>> Begin Selected extract

In [None]:
# 📊 Exploratory Data Analysis (EDA) — Step-by-Step Guide
# EDA is the process of understanding, cleaning, visualizing, and preparing your data for modeling or decision-making. Here's how to do it:

In [2]:
# ✅ 1. Load and Understand the Data

import pandas as pd

df = pd.read_csv('your_dataset.csv')

FileNotFoundError: [Errno 2] No such file or directory: 'your_dataset.csv'

In [None]:
# 🔍 Inspect the Data

df.head()        # First 5 rows
df.tail()        # Last 5 rows
df.shape         # (rows, columns)
df.columns       # Column names
df.dtypes        # Data types of each column
df.info()        # Summary of dataset

In [None]:
# ✅ 2. Check for Missing (Null/NaN) Values
# Why?
# Missing values can distort analysis or cause errors in modeling.

df.isnull().sum()        # Count of nulls per column
df.isnull().mean()       # Proportion of nulls
df[df['column'].isnull()]  # View rows with missing value in column


In [1]:
# ✅ 3. Handle Missing Values
# 🔹 Numerical Columns

# Fill with mean or median
df['age'].fillna(df['age'].mean(), inplace=True)
df['score'].fillna(df['score'].median(), inplace=True)

# Drop rows/columns
df.dropna(axis=0, inplace=True)      # Drop rows with any NaN
df.dropna(axis=1, thresh=100, inplace=True)  # Drop columns with too many NaNs


NameError: name 'df' is not defined

In [None]:
# 🔹 Categorical Columns

# Fill with mode (most frequent)
df['gender'].fillna(df['gender'].mode()[0], inplace=True)


In [None]:
# ✅ 4. Data Type Conversion
# Why?
# Improves memory, makes analysis (e.g., datetime plots) more efficient.

# Convert string to datetime
df['date'] = pd.to_datetime(df['date'])

# Convert to category (saves memory)
df['gender'] = df['gender'].astype('category')

>> End Selected extract

### [Problem A]
Please transcribe the EDA guide above word for word, starting at "# Fill with mode" and ending at "plots) more efficient.".
### [Problem B]
Write the next section of the EDA guide above, picking up after its last line and keeping its notebook format.

>> Begin Raw data

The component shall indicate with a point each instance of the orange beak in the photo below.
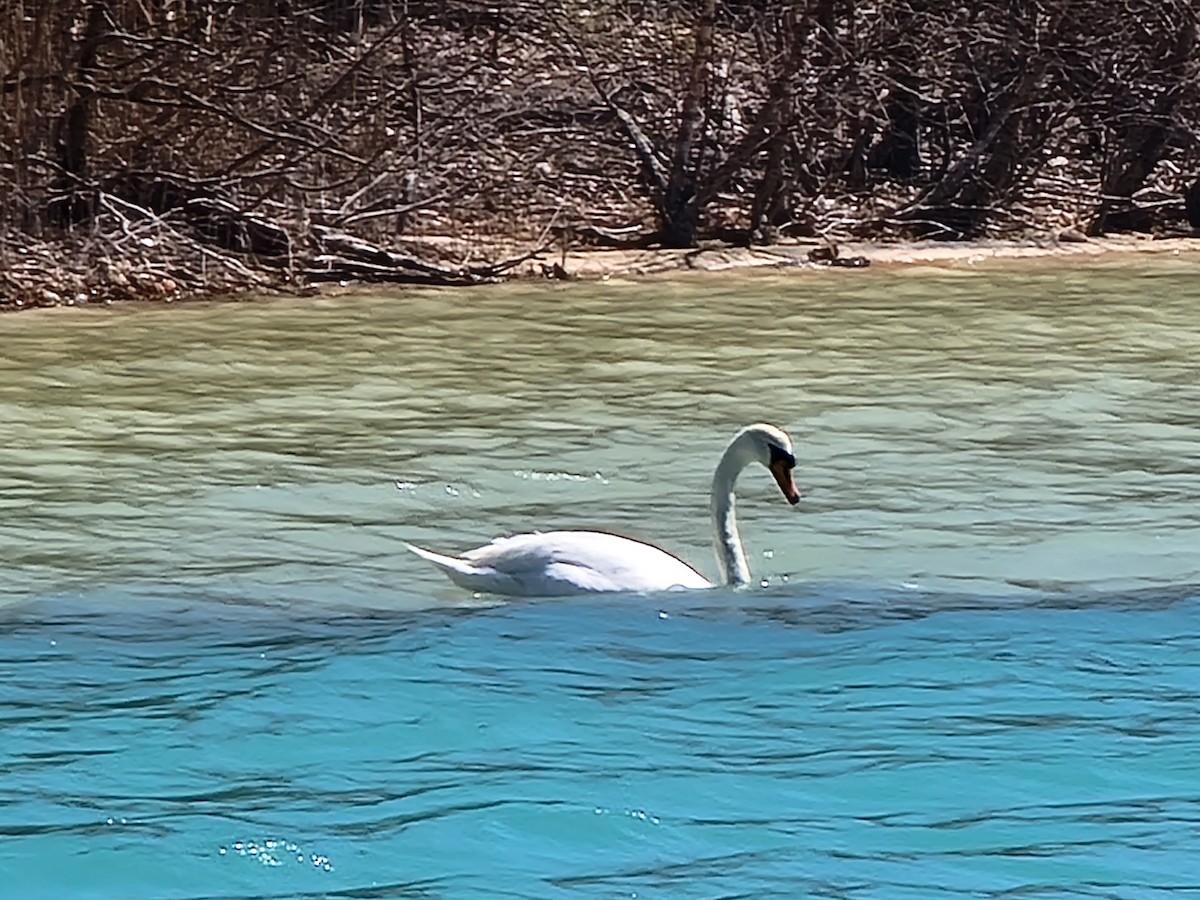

>> End Raw data

### [Final result A]
# Fill with mode (most frequent)
df['gender'].fillna(df['gender'].mode()[0], inplace=True)


In [None]:
# ✅ 4. Data Type Conversion
# Why?
# Improves memory, makes analysis (e.g., datetime plots) more efficient.

### [Final result B]
In [None]:
# ✅ 5. Understand Categorical Variables

df['gender'].value_counts()              # Frequency count
df['country'].value_counts(normalize=True)  # Proportion
df['gender'].nunique(), df['gender'].unique()  # How many unique?


In [None]:
# 🔹 Encoding Categorical Variables

# Label Encoding (for ordinal)
df['grade'] = df['grade'].map({'Low': 1, 'Medium': 2, 'High': 3})

# One-Hot Encoding (for nominal)
df = pd.get_dummies(df, columns=['country', 'gender'], drop_first=True)


In [None]:
# ✅ 6. Outlier Detection

df['salary'].describe()
df['salary'].plot.box()

# Using IQR
Q1 = df['salary'].quantile(0.25)
Q3 = df['salary'].quantile(0.75)
IQR = Q3 - Q1
df = df[(df['salary'] >= Q1 - 1.5 * IQR) & (df['salary'] <= Q3 + 1.5 * IQR)]

In [None]:
# ✅ 7. Feature Engineering

# Create new column
df['bmi'] = df['weight'] / (df['height']/100)**2

# Extract parts of datetime
df['year'] = df['date'].dt.year
df['month'] = df['date'].dt.month
df['day'] = df['date'].dt.day


In [None]:
# ✅ 8. Grouping and Aggregation

df.groupby('gender')['salary'].mean()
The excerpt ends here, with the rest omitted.